The task: Lay out every line of the listing below as a Markdown table with the columns "Row" and "Line." Number the rows and omit any blank lines.

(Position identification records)
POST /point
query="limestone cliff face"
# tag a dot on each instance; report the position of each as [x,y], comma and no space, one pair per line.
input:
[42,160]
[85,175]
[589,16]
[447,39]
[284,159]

Final answer:
| Row | Line |
|---|---|
| 1 | POST /point |
| 2 | query="limestone cliff face" |
| 3 | # tag a dot on each instance; report the position of each as [x,y], comma and no space, one pair per line. |
| 4 | input: |
| 5 | [42,160] |
| 6 | [85,175] |
| 7 | [589,16] |
| 8 | [447,39] |
| 9 | [284,159] |